* TASK *
Set down each line of the data below exactly as it stands, dropping the pictures.

* RECORDS TO USE *
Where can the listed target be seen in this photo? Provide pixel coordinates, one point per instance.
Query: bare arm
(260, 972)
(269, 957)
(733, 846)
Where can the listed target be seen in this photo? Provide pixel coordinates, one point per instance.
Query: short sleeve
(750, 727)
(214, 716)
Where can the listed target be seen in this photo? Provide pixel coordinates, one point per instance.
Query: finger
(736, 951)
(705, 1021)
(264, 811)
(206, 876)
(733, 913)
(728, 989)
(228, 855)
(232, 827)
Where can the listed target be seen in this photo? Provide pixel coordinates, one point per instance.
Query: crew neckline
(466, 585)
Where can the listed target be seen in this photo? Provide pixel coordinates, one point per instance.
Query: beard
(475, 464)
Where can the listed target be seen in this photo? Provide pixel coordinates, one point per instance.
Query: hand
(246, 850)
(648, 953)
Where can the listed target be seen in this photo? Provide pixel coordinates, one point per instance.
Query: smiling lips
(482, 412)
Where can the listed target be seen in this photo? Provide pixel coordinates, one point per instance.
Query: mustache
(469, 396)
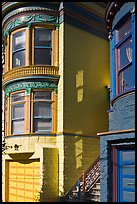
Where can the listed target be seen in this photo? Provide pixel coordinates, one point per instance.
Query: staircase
(87, 188)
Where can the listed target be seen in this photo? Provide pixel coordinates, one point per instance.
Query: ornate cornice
(28, 19)
(30, 71)
(28, 86)
(111, 11)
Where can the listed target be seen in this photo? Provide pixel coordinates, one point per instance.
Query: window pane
(125, 79)
(129, 196)
(18, 126)
(128, 183)
(125, 53)
(42, 109)
(42, 56)
(42, 95)
(128, 169)
(18, 111)
(19, 40)
(42, 37)
(18, 59)
(18, 97)
(128, 156)
(124, 30)
(42, 125)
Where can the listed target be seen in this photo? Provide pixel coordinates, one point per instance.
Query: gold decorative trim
(33, 70)
(115, 132)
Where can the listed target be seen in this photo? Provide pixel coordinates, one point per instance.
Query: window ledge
(130, 91)
(32, 70)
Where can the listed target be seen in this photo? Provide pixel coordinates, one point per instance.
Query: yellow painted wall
(86, 73)
(50, 175)
(80, 153)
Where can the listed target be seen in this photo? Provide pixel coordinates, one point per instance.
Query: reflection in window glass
(18, 49)
(18, 119)
(129, 196)
(128, 156)
(42, 125)
(42, 56)
(125, 79)
(123, 31)
(128, 183)
(128, 169)
(18, 113)
(42, 46)
(125, 53)
(42, 111)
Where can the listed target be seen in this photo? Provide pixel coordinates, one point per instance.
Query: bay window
(42, 111)
(42, 46)
(123, 57)
(17, 113)
(18, 49)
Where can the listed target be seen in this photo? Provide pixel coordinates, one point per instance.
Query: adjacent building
(55, 75)
(117, 146)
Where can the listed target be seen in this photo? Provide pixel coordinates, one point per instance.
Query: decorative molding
(32, 70)
(28, 20)
(28, 86)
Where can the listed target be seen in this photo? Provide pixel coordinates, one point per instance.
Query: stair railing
(87, 180)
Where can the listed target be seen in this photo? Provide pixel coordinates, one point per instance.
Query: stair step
(95, 193)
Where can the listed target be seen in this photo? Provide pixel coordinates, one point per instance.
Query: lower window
(124, 175)
(42, 111)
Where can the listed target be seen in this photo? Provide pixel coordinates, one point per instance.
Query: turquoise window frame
(113, 46)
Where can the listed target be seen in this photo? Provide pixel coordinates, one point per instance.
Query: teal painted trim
(28, 20)
(76, 135)
(31, 135)
(133, 49)
(28, 86)
(34, 77)
(10, 4)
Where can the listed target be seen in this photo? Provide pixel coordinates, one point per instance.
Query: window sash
(18, 126)
(123, 55)
(18, 111)
(19, 49)
(42, 125)
(125, 79)
(42, 46)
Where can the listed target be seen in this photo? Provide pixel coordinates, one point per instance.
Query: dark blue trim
(133, 49)
(122, 94)
(113, 64)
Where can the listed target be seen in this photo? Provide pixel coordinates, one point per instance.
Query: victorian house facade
(55, 100)
(117, 146)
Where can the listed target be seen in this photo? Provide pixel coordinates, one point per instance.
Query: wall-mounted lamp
(107, 87)
(16, 147)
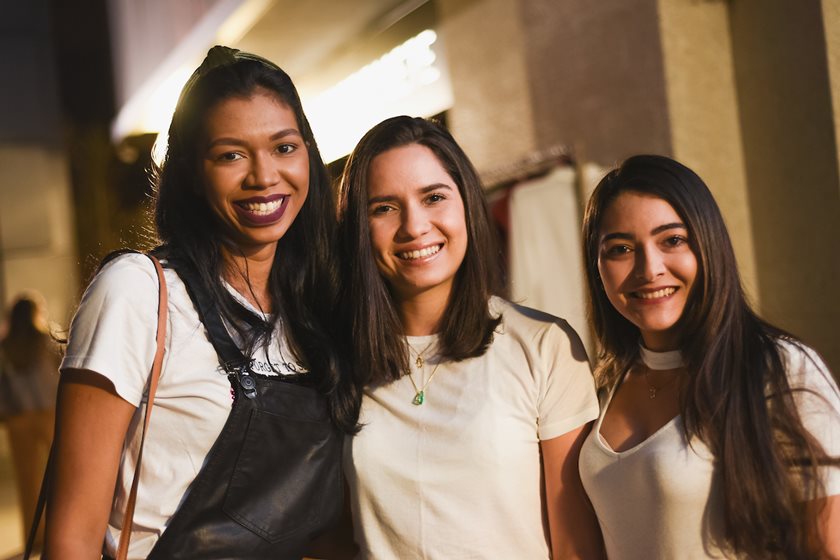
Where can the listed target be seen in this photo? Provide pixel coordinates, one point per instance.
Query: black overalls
(272, 480)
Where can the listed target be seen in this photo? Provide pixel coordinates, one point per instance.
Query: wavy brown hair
(466, 328)
(738, 400)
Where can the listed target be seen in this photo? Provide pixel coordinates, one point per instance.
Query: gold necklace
(420, 362)
(652, 389)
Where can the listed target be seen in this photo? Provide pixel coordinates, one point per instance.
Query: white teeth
(657, 294)
(263, 208)
(424, 252)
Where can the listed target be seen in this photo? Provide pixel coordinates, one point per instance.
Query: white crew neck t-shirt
(113, 335)
(460, 475)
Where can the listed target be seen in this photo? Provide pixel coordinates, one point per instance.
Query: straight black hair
(303, 279)
(738, 400)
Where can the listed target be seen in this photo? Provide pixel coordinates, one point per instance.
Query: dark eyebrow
(422, 190)
(238, 142)
(655, 231)
(666, 227)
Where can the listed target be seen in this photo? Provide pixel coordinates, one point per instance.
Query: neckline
(606, 447)
(672, 359)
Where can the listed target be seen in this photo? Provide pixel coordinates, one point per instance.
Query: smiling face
(255, 169)
(418, 229)
(647, 266)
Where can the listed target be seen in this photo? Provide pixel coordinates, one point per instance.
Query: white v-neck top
(662, 497)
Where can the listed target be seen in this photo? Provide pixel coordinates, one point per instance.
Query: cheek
(378, 231)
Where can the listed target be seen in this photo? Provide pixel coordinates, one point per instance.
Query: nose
(263, 172)
(414, 223)
(649, 264)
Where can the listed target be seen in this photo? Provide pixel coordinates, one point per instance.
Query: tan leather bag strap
(160, 337)
(163, 309)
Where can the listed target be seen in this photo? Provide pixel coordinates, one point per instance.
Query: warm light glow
(406, 80)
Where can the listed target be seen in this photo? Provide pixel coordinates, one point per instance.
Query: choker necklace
(659, 361)
(420, 362)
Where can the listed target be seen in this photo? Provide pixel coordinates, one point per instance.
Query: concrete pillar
(492, 117)
(791, 157)
(703, 113)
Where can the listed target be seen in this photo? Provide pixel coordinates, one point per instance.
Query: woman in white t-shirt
(474, 408)
(242, 457)
(719, 434)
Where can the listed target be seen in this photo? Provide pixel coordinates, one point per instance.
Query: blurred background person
(29, 359)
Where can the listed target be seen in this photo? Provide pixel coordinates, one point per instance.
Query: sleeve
(818, 402)
(113, 331)
(567, 396)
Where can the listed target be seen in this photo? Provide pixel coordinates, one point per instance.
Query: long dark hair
(738, 400)
(466, 328)
(303, 279)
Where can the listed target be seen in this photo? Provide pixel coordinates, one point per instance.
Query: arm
(829, 525)
(91, 424)
(573, 527)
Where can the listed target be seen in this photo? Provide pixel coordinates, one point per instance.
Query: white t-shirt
(113, 335)
(662, 498)
(460, 475)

* WRITTEN RESPONSE *
Where can the listed target be seen in this photo? Provide pixel coordinates, one point per instance.
Query: bare arm
(260, 972)
(269, 957)
(733, 846)
Where can the listed target be seen in this photo? Provide pixel coordinates, one point per instance.
Query: short sleeve
(750, 727)
(214, 716)
Where can the listed target be seen in this photo? Provide pixel coordinates, one point per instance.
Query: finger
(736, 951)
(705, 1021)
(264, 811)
(206, 876)
(733, 913)
(728, 989)
(228, 855)
(232, 827)
Where can the listed target be seen in this photo? Provide pixel coordinates, one point per instance.
Query: crew neckline
(466, 585)
Where can the listed target be seen in this photo? Provide pixel coordinates, one point per instance.
Query: beard
(475, 464)
Where can the listed target be seen in this photo? Provide pixel coordinates, one point per instance.
Query: hand
(246, 850)
(648, 953)
Where can the listed target be seen in this photo? Provide pixel coordinates, one point per instance.
Query: smiling lips
(482, 412)
Where can the listed target be seen in this photo? Provide pixel coordinates, one point per instance.
Query: mustache
(469, 396)
Where can the listed target be seen in this photo? Provide pixel coordinates, one point per instance.
Query: staircase
(87, 188)
Where can the listed target be seen in this photo? Provide pixel coordinates, one point per instance.
Query: ornate cornice
(28, 19)
(30, 71)
(28, 86)
(111, 11)
Where can the listed target be seen in this photo? Provide pixel coordinates, one point per instance.
Query: window pane
(125, 79)
(129, 196)
(18, 126)
(128, 183)
(125, 53)
(42, 109)
(42, 56)
(42, 95)
(128, 169)
(18, 111)
(19, 40)
(42, 37)
(18, 59)
(18, 97)
(128, 156)
(124, 30)
(42, 125)
Where can the listed target be seen in this photo? Provide pixel coordinates, one point per instance.
Query: gold decorative trim
(33, 70)
(115, 132)
Where can the listed target be seen in this photo? Provide pixel coordinates, one point per instance.
Query: window ledge
(130, 91)
(32, 70)
Where can the listed target be seen in this photo? Provide pixel coordinates, one point per instance.
Query: yellow painted wall
(86, 73)
(50, 175)
(80, 153)
Where can the listed target be seen in this photo? Provide pixel coordinates, one point per instance.
Query: reflection in window glass
(18, 49)
(18, 119)
(129, 196)
(128, 156)
(42, 125)
(42, 56)
(125, 79)
(123, 31)
(128, 183)
(128, 169)
(18, 113)
(42, 46)
(125, 53)
(42, 111)
Where can the listed target be seen in this photo? Provide pixel coordinates, one point per instance.
Query: bay window
(42, 111)
(42, 46)
(123, 57)
(17, 113)
(18, 49)
Where can the listed target be seen in this photo? Provide pixel coordinates, one point per instance.
Query: adjacent building
(55, 75)
(117, 146)
Where can the listed target be seen in this photo? Provide pixel coordinates, one point per instance.
Query: decorative molding
(32, 70)
(28, 20)
(28, 86)
Where can the listed target be seen in this photo? Provide pixel coordinates, one point per instance.
Query: stair railing
(87, 180)
Where can the listed target be seen in this photo? Provide pixel coordinates, one point per instance.
Query: stair step
(95, 193)
Where can the listed target be seen in this photo? Provide pixel coordinates, one point per instance.
Query: lower window
(124, 175)
(42, 111)
Where can the listed target be seen in this photo? Provide pixel coordinates, one point per instance.
Query: turquoise window frame
(113, 46)
Where can the listed target be seen in this photo? Provide pixel coordinates, one point per instance.
Query: teal painted trim
(28, 20)
(76, 135)
(31, 135)
(133, 49)
(28, 86)
(34, 77)
(10, 4)
Where can the listed target be seen in this photo? Provide pixel coordinates, one point per instance.
Query: window sash
(18, 126)
(123, 55)
(18, 111)
(19, 49)
(42, 125)
(125, 79)
(42, 46)
Where can the listed target be seen in this photo? Provide pixel coordinates, one point per instance.
Query: dark blue trim
(133, 49)
(122, 94)
(113, 64)
Where can the listed target be seen in this photo? Provide pixel coordinates, one point per instance.
Query: victorian house facade
(55, 100)
(117, 146)
Where can the listed target be seen in this photo? Provide pixel coordinates, one point per instance.
Query: wall-mounted lamp
(107, 87)
(16, 147)
Where can the listed target be seen in this photo? Provide pixel coordinates, one point per instance.
Query: black overalls
(272, 480)
Where can the listed target be seen in this photo? Provide pixel coordinates, one point per instance.
Query: wavy brown hair
(466, 328)
(738, 400)
Where can the listed target be seen in this photo? Provide pixel coordinates, one point per instance.
Query: gold necklace
(420, 362)
(652, 389)
Where can the listed target be seen in this photo? Provide pixel coordinates, one point per instance.
Query: white teeth
(657, 294)
(263, 208)
(424, 252)
Where can the listed target be seen in this photo? Provide pixel coordinates, one point per instance.
Query: white crew neck t-shirt
(113, 335)
(460, 475)
Where can the listed target be seen in this photo? Provide pixel coordinates, one point per instance.
Query: straight black hair
(303, 279)
(738, 400)
Where can the listed target be seen in this photo? Provide pixel coordinates, one point per instance.
Query: dark eyebrow
(422, 190)
(238, 142)
(655, 231)
(666, 227)
Where can the listed target be seen in this photo? Provide pixel coordinates, one point per instance.
Query: neckline
(606, 447)
(672, 359)
Where can the listed target be seen in this photo? Provide pixel coordinates, one point per instance.
Query: smiling face
(255, 169)
(418, 229)
(647, 266)
Where can the listed target be seen in this photo? Provide pixel coordinates, one point per instance.
Query: white v-neck top
(662, 497)
Where can the listed target be seen in this photo? Provide pixel coordinates, one point per instance.
Query: cheek
(378, 231)
Where can the listed target be seen in this photo? Provide pixel coordinates, one point per instance.
Query: nose
(263, 172)
(414, 223)
(649, 264)
Where can the listed target be seen in this photo? Provide pixel coordinates, one point per instance.
Query: tan leather bag strap
(160, 337)
(163, 309)
Where can the listed target be seen in this photo? Provide pixel coordinates, one point per instance.
Query: warm light glow
(406, 80)
Where can the listed target be seen in this photo? Provide pixel coordinates, one point per instance.
Query: choker necklace
(659, 361)
(420, 362)
Where can the listed target be seen in this photo? Provide pixel coordinates, one point per instance.
Query: concrete pillar
(492, 117)
(791, 157)
(703, 113)
Where can the listed target be seen in this photo? Provide pixel coordinates, one point per instance.
Query: woman in white t-shirt
(474, 408)
(242, 457)
(719, 434)
Where can the listed target be seen in this photo? Provide pixel coordinates, one point per instance.
Query: blurred background person
(29, 359)
Where can the listed target be seen in this photo? Provide pixel coordinates, one point per instance.
Query: sleeve
(818, 402)
(113, 331)
(567, 396)
Where can the listed target be seen in this photo? Provide pixel coordinates, one point per instance.
Query: long dark hair
(738, 400)
(466, 328)
(303, 279)
Where can the listed target be seen in this photo? Provide pixel coordinates, one point per instance.
Query: arm
(829, 525)
(91, 424)
(573, 527)
Where can the listed target be seen in this photo? Provide pixel coordinates, one point per instance.
Query: white t-shirt
(113, 335)
(662, 498)
(460, 475)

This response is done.